LIST OF TASKS –
(1) List every place mentioned in the passage about frogs' legs.
(2) Copy the passage about frogs' legs from "The same day" to "a long weekend.", swapping "supper" for "dinner".

PASSAGE –
....
The same day I finished the frog dissection assignment, my mother and I went out to supper. She decided to try frogs' legs. I looked at her and said, "You're not seriously going to eat those, are you?"

"Well, sure!" she said.

So I told her exactly what the innards of a dead frog look like, and what they smell like when dissected frogs have to be left over a long weekend in the biology lab that's located in the same hallway as the chem lab where another class had to do an experiment using bromine - also left over a long weekend.

She happily chowed down on her frogs' legs and muttered about how I always had fish when we went out, and why I never wanted to try other things.

:ack:
 
She happily chowed down on her frogs' legs and muttered about how I always had fish when we went out, and why I never wanted to try other things.

:ack:

Be thankful. She could have taken you down to the docks where they dispose of the heads and guts of those fish.
....
Region pointing data
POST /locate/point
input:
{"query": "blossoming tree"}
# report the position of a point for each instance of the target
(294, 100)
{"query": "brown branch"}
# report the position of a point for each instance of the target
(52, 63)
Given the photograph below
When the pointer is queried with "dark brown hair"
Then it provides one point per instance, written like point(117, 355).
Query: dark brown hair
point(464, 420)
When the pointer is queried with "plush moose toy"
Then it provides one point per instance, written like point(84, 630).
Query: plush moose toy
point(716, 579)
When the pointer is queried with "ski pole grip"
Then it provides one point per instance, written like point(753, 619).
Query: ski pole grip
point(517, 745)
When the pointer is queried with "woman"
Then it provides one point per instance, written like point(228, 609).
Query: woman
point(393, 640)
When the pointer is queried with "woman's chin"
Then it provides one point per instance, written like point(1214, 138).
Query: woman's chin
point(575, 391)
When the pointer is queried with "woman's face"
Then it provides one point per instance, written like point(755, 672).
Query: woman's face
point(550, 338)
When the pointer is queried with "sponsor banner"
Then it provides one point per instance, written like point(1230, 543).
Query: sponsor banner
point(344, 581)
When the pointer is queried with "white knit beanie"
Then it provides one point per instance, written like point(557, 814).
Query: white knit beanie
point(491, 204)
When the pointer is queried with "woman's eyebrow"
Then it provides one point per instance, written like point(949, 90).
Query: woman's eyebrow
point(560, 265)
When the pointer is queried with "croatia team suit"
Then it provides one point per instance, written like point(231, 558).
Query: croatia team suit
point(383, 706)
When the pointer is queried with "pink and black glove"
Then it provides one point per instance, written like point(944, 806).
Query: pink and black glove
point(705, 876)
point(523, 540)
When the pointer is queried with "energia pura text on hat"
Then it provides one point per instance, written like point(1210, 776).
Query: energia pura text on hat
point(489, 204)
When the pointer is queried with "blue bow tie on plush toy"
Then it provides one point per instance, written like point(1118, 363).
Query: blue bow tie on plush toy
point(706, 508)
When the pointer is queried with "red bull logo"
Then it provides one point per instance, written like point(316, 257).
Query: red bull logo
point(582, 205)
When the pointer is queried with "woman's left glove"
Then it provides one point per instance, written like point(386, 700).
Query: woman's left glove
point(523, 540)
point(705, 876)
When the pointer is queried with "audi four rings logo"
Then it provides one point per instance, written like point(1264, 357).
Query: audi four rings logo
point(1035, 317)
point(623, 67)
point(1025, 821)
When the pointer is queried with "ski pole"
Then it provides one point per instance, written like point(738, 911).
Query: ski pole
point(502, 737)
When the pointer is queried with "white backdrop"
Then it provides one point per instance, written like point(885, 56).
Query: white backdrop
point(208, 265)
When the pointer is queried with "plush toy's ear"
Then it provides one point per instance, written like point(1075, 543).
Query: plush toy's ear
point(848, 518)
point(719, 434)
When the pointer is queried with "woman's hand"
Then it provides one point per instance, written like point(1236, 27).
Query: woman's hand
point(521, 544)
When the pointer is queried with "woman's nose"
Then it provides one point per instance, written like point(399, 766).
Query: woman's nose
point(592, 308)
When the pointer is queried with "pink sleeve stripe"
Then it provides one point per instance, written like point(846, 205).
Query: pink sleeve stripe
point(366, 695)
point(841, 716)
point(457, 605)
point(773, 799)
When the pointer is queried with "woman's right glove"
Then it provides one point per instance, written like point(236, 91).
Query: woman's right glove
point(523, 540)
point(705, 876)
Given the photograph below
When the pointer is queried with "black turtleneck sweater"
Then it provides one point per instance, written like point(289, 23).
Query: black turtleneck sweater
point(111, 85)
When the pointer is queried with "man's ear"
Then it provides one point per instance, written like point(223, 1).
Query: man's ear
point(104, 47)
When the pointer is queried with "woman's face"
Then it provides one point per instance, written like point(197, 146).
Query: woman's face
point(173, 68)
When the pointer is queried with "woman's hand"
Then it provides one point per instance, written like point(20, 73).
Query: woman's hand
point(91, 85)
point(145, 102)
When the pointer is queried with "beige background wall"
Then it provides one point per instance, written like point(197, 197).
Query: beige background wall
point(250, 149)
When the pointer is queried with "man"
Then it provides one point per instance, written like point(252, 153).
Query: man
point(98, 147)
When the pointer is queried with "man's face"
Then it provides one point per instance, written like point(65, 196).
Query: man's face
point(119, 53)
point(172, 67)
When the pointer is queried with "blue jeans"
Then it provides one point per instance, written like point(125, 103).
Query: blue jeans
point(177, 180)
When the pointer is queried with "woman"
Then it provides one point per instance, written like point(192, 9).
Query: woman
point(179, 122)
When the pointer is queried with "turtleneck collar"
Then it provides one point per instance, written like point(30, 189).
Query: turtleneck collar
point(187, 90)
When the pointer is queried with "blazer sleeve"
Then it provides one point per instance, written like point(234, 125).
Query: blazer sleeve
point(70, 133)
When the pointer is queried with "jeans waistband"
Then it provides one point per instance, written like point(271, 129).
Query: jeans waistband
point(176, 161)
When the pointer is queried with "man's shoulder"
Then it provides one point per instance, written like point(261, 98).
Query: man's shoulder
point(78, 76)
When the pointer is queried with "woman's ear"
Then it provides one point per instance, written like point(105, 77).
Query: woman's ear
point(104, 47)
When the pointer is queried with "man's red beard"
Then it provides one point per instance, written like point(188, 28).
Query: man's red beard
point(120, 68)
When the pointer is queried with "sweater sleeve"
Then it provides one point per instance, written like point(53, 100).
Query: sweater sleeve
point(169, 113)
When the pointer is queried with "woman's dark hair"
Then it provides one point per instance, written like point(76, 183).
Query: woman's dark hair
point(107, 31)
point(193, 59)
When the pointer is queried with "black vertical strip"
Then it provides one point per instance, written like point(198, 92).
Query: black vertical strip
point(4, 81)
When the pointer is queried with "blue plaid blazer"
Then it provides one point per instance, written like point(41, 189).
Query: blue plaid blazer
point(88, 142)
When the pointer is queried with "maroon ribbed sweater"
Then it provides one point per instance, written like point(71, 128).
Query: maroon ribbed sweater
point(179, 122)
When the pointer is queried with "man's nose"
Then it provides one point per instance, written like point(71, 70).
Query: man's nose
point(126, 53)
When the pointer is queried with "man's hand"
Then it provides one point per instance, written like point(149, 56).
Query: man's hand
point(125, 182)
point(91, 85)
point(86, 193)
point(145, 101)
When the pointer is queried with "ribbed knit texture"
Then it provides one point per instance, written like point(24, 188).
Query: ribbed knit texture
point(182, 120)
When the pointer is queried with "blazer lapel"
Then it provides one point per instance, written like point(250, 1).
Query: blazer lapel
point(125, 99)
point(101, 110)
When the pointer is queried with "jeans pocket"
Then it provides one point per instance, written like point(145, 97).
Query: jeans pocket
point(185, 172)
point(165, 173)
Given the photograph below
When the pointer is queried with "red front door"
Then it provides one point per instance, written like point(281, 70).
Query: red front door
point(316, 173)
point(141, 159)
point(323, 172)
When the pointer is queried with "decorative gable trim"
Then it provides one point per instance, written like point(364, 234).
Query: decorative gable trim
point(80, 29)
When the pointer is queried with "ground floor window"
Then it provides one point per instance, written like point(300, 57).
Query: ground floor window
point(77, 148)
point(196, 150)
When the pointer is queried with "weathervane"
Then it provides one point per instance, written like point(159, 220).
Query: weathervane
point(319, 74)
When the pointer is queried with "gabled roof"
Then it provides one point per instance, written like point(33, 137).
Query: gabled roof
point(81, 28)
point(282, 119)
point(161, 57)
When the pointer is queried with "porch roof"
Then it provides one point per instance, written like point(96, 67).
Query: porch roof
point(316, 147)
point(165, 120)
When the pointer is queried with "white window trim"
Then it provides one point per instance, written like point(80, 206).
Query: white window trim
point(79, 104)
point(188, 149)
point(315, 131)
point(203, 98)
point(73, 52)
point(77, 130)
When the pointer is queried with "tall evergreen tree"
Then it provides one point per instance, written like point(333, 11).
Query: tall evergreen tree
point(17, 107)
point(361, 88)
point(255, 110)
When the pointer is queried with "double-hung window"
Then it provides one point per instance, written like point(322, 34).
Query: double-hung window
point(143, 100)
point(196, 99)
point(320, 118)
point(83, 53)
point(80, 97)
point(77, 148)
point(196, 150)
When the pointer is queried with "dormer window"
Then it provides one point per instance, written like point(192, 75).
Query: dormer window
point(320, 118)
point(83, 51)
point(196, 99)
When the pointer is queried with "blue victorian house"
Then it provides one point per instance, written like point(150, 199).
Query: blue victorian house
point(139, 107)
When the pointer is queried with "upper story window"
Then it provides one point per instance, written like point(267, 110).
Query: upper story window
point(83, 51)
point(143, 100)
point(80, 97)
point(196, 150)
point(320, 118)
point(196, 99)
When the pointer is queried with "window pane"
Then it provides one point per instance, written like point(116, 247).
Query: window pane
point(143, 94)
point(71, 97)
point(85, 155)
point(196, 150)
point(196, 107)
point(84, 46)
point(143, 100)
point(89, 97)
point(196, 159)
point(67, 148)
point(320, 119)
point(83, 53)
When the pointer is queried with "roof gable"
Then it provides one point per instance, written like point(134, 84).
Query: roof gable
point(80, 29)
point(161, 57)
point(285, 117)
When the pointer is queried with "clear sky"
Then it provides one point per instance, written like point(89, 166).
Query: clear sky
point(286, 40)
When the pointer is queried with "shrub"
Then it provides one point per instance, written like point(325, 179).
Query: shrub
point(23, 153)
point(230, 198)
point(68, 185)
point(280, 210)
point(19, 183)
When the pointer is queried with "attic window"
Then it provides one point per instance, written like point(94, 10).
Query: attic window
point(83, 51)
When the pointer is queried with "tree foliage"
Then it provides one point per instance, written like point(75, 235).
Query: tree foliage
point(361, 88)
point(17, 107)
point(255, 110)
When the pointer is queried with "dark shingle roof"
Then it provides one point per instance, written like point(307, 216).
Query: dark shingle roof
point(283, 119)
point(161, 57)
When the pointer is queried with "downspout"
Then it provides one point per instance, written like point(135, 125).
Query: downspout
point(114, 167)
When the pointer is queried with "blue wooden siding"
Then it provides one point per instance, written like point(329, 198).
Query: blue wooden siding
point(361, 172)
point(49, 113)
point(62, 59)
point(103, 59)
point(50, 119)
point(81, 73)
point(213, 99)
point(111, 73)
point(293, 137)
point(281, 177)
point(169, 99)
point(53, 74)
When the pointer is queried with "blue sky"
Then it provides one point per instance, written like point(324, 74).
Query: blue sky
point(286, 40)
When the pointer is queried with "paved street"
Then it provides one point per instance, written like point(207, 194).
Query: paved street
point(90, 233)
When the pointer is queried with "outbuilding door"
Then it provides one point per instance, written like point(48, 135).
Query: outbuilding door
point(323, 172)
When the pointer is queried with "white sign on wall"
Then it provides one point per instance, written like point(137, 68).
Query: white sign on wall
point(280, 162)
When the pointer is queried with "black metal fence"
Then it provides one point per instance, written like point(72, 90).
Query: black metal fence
....
SOLUTION LIST –
(1)
the biology lab
the hallway
the chem lab
the docks

(2)
The same day I finished the frog dissection assignment, my mother and I went out to dinner. She decided to try frogs' legs. I looked at her and said, "You're not seriously going to eat those, are you?"

"Well, sure!" she said.

So I told her exactly what the innards of a dead frog look like, and what they smell like when dissected frogs have to be left over a long weekend in the biology lab that's located in the same hallway as the chem lab where another class had to do an experiment using bromine - also left over a long weekend.